● EXERCISE BRIEF
Reproduce without alteration the lines beginning with the line that contains "the person's arm" and continuing through the end of the records below.

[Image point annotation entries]
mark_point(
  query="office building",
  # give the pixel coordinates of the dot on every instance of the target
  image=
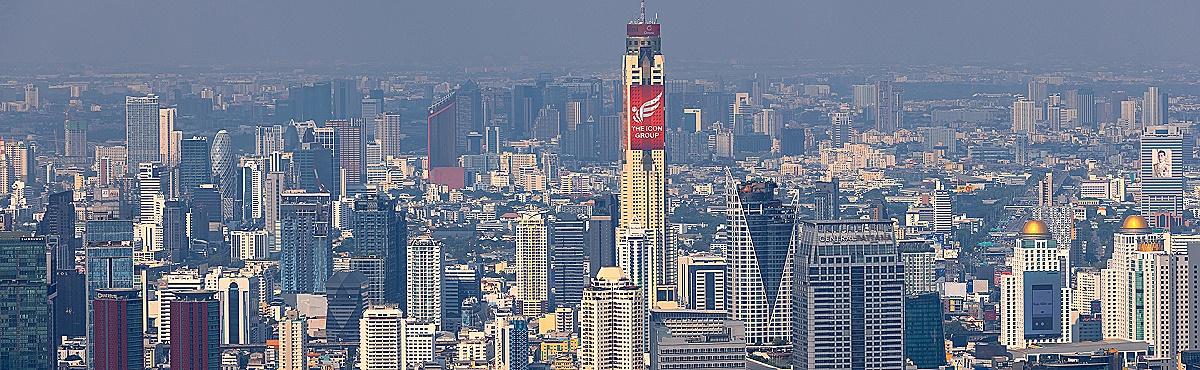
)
(703, 282)
(424, 280)
(293, 330)
(379, 232)
(643, 163)
(306, 260)
(346, 293)
(381, 339)
(24, 304)
(143, 138)
(533, 257)
(612, 323)
(195, 330)
(889, 107)
(115, 338)
(1025, 115)
(849, 297)
(388, 133)
(1032, 294)
(568, 270)
(1155, 107)
(761, 256)
(513, 342)
(701, 340)
(1162, 175)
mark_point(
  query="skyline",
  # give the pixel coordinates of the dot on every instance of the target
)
(270, 34)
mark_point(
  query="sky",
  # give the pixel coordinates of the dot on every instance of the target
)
(475, 33)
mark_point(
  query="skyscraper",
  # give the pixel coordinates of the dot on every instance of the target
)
(1031, 308)
(533, 258)
(142, 133)
(889, 111)
(761, 257)
(379, 232)
(1024, 115)
(643, 165)
(168, 149)
(305, 258)
(115, 339)
(1153, 107)
(381, 339)
(424, 280)
(1162, 175)
(346, 293)
(195, 165)
(195, 330)
(612, 323)
(351, 151)
(568, 270)
(849, 297)
(25, 304)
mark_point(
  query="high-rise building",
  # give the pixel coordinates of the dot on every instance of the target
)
(293, 341)
(889, 109)
(306, 260)
(691, 339)
(568, 270)
(612, 323)
(195, 330)
(849, 296)
(1153, 107)
(351, 151)
(1024, 115)
(75, 143)
(381, 339)
(1162, 175)
(346, 293)
(703, 282)
(168, 149)
(424, 280)
(761, 256)
(1032, 296)
(24, 304)
(643, 163)
(143, 138)
(532, 257)
(115, 339)
(223, 173)
(381, 232)
(195, 165)
(513, 342)
(388, 133)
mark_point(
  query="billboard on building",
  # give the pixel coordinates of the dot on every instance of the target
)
(1043, 304)
(647, 117)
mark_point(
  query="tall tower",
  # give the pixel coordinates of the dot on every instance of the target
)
(643, 166)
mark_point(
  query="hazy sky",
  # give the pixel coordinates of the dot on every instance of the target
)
(478, 31)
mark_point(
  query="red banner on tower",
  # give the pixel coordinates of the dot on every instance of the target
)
(647, 117)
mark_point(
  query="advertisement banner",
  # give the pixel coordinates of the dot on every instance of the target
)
(647, 117)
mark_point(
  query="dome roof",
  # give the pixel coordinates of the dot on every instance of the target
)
(1135, 222)
(1035, 228)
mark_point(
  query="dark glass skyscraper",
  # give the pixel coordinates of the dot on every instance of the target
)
(379, 232)
(195, 165)
(24, 304)
(117, 330)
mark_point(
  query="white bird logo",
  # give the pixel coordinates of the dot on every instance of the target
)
(640, 113)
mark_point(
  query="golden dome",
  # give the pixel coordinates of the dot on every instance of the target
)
(1135, 222)
(1035, 227)
(1150, 248)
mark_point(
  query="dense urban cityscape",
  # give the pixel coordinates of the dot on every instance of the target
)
(643, 215)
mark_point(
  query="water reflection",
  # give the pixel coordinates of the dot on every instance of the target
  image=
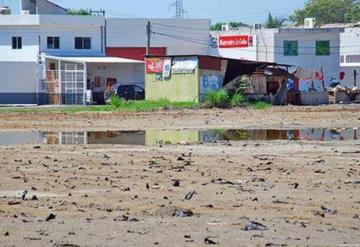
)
(168, 137)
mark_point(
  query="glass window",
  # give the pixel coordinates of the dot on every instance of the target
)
(16, 43)
(322, 48)
(82, 43)
(78, 43)
(53, 43)
(291, 48)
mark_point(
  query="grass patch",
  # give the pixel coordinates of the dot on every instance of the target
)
(221, 99)
(260, 105)
(115, 105)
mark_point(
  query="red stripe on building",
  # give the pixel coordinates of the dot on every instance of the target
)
(136, 53)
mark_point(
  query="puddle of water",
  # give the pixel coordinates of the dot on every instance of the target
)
(168, 137)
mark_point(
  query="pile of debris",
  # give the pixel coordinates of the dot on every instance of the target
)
(344, 95)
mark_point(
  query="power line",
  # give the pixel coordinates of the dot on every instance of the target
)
(179, 9)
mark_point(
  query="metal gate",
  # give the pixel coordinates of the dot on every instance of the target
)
(72, 84)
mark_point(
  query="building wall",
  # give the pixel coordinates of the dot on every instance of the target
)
(306, 51)
(69, 27)
(350, 54)
(30, 41)
(42, 7)
(262, 49)
(179, 88)
(124, 73)
(188, 36)
(19, 69)
(18, 82)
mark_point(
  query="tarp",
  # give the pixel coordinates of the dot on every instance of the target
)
(94, 59)
(184, 65)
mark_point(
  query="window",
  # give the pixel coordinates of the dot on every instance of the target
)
(53, 42)
(82, 43)
(16, 43)
(290, 48)
(322, 48)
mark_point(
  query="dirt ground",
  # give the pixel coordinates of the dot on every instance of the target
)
(250, 193)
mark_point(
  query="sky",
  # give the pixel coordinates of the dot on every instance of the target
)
(247, 11)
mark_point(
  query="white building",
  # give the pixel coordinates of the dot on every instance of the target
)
(36, 49)
(41, 7)
(128, 37)
(315, 49)
(350, 55)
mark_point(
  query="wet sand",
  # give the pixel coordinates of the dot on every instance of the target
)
(300, 192)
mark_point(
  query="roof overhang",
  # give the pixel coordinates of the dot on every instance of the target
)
(99, 59)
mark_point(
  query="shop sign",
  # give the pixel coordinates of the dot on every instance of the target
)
(154, 65)
(239, 41)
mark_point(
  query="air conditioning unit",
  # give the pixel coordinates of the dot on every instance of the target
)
(25, 12)
(258, 26)
(225, 27)
(309, 23)
(5, 10)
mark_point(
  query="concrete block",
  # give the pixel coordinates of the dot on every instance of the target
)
(314, 98)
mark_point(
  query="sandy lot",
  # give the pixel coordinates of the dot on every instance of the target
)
(293, 193)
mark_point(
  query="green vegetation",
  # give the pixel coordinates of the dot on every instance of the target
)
(115, 105)
(118, 104)
(328, 11)
(217, 26)
(274, 22)
(79, 11)
(221, 99)
(237, 100)
(260, 105)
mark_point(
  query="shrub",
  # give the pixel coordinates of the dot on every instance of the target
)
(218, 99)
(237, 99)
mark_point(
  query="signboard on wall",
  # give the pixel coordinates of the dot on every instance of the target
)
(209, 83)
(154, 65)
(238, 41)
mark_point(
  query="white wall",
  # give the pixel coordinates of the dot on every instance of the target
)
(18, 83)
(18, 68)
(132, 33)
(30, 48)
(124, 73)
(306, 50)
(69, 27)
(67, 40)
(247, 53)
(350, 46)
(262, 49)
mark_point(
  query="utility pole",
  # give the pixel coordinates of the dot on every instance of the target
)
(179, 9)
(148, 32)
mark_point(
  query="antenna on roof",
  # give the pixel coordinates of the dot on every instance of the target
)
(179, 9)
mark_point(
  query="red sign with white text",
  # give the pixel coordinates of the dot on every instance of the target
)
(154, 65)
(239, 41)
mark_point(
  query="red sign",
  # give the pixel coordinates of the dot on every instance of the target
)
(154, 65)
(239, 41)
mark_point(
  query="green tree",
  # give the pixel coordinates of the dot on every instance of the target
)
(353, 15)
(274, 22)
(79, 12)
(328, 11)
(217, 26)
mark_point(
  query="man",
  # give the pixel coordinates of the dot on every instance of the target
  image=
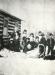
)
(24, 41)
(50, 44)
(42, 45)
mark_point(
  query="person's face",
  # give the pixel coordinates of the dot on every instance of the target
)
(51, 36)
(37, 39)
(25, 32)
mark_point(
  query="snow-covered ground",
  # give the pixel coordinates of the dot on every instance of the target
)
(18, 63)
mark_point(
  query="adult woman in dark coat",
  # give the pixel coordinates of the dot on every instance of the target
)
(16, 42)
(50, 44)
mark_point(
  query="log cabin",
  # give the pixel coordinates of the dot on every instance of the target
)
(8, 23)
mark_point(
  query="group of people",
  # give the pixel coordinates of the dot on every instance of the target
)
(30, 43)
(40, 41)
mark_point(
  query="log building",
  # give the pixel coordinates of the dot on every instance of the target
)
(8, 23)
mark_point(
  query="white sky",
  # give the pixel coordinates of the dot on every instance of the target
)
(37, 14)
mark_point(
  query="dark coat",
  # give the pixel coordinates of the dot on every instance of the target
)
(43, 41)
(52, 42)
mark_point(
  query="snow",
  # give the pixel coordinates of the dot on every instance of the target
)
(17, 63)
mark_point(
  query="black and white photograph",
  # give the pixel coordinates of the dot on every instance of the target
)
(27, 37)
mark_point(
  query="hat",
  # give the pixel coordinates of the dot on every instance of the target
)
(50, 34)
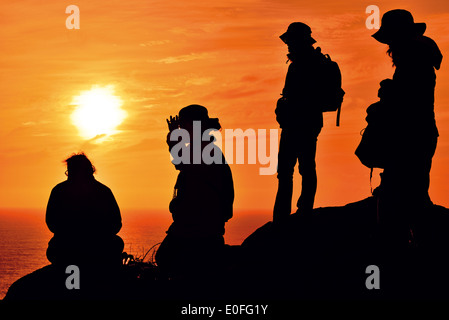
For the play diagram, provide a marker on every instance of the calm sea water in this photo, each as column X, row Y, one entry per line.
column 24, row 237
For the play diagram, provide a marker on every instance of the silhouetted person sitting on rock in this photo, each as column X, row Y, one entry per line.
column 203, row 198
column 84, row 217
column 413, row 135
column 300, row 115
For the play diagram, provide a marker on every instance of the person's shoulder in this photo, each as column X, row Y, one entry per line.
column 101, row 186
column 60, row 186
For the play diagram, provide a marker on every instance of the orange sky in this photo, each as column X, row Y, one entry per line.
column 163, row 55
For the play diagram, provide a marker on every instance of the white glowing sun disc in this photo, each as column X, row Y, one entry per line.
column 98, row 112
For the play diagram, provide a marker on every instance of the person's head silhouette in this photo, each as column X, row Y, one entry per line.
column 195, row 112
column 79, row 167
column 398, row 25
column 298, row 37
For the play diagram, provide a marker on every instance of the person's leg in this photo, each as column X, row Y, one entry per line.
column 286, row 165
column 307, row 169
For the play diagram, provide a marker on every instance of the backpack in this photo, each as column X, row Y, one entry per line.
column 375, row 145
column 332, row 93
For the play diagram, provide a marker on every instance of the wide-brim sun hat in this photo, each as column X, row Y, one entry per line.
column 298, row 31
column 398, row 24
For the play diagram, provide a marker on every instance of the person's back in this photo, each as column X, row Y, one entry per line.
column 86, row 208
column 203, row 202
column 414, row 79
column 301, row 89
column 84, row 217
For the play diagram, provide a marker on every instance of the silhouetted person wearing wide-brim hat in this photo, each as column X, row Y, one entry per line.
column 202, row 202
column 406, row 177
column 300, row 115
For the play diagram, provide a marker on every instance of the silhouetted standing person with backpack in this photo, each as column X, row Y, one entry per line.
column 202, row 202
column 405, row 180
column 312, row 85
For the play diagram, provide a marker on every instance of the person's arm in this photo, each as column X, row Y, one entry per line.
column 115, row 216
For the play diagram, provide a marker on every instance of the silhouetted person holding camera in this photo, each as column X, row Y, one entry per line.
column 413, row 133
column 84, row 217
column 300, row 115
column 203, row 197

● RESPONSE FOR THIS EXERCISE
For the play diagram, provide a marker on every instance of the person's arm in this photo, each as column X, row Y, one entry per line.
column 115, row 216
For the play diagram, provide a marker on every instance of the silhouetted person holding camera in this photo, each as column X, row Y, one entry per line.
column 413, row 133
column 84, row 217
column 300, row 115
column 203, row 197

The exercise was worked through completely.